## WORK TO COMPLETE
From the data below, return the exact lines starting at the line containing "target: pencil" and ending at the line containing "target: child's shoulder", both included, and nothing else.

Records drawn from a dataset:
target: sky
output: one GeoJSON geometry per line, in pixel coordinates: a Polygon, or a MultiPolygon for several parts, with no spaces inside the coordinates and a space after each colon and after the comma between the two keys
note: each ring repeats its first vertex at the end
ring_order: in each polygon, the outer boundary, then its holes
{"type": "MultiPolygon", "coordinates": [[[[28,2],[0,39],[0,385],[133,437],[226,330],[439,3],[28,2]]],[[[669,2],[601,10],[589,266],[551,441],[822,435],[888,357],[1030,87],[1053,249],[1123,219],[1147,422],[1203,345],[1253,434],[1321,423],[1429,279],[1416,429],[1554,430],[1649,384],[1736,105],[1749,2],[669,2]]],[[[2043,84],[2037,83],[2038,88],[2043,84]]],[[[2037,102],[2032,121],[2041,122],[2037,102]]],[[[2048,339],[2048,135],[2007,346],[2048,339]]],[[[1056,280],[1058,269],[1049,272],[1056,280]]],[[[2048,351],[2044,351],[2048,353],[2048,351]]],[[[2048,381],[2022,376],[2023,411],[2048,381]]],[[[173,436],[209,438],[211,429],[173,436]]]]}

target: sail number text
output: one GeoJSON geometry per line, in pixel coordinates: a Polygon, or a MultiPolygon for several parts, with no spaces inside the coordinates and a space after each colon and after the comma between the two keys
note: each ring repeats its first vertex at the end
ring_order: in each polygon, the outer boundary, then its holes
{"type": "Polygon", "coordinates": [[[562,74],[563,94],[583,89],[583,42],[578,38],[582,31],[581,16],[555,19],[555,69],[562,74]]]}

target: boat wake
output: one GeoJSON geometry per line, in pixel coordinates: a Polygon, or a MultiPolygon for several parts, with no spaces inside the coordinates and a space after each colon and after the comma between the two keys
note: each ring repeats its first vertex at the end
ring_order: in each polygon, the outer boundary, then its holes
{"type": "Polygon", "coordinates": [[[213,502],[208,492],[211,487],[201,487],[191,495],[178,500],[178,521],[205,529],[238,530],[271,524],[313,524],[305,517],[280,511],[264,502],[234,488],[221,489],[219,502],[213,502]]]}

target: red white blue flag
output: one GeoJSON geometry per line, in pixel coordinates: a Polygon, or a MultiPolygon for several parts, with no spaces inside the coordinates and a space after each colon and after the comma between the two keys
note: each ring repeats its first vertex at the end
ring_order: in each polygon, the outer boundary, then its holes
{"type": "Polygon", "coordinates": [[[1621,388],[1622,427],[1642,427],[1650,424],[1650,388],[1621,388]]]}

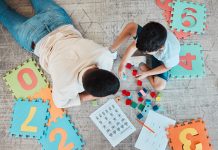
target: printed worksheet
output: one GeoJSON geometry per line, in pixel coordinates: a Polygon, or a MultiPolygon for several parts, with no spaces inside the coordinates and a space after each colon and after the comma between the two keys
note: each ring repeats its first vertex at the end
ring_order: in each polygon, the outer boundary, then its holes
{"type": "Polygon", "coordinates": [[[113,147],[136,130],[113,99],[92,113],[90,118],[113,147]]]}
{"type": "Polygon", "coordinates": [[[165,150],[168,143],[166,128],[175,123],[175,120],[150,110],[144,125],[153,132],[143,126],[135,147],[140,150],[165,150]]]}

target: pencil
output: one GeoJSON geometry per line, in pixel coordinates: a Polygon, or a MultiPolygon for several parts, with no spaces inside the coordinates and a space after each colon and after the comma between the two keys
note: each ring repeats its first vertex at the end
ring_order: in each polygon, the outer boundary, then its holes
{"type": "Polygon", "coordinates": [[[142,121],[136,119],[138,121],[139,124],[143,125],[146,129],[148,129],[149,131],[151,131],[152,133],[155,133],[151,128],[149,128],[148,126],[146,126],[142,121]]]}

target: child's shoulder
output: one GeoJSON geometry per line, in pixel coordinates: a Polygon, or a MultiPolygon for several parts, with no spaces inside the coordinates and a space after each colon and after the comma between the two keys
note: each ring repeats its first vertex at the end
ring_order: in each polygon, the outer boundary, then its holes
{"type": "Polygon", "coordinates": [[[167,31],[167,39],[165,42],[165,46],[172,48],[174,50],[180,50],[180,42],[171,31],[167,31]]]}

## OUTPUT
target: pencil
output: one GeoJSON geometry per line, in pixel coordinates: a Polygon, or a MultiPolygon for several parts, with no spaces inside the coordinates and a space after each colon and after the comma between the two keys
note: each ring repeats its first vertex at the end
ring_order: in each polygon, the outer boundary, then its holes
{"type": "Polygon", "coordinates": [[[142,121],[136,119],[138,121],[139,124],[143,125],[146,129],[148,129],[149,131],[151,131],[152,133],[155,133],[151,128],[149,128],[148,126],[146,126],[142,121]]]}

target: child's shoulder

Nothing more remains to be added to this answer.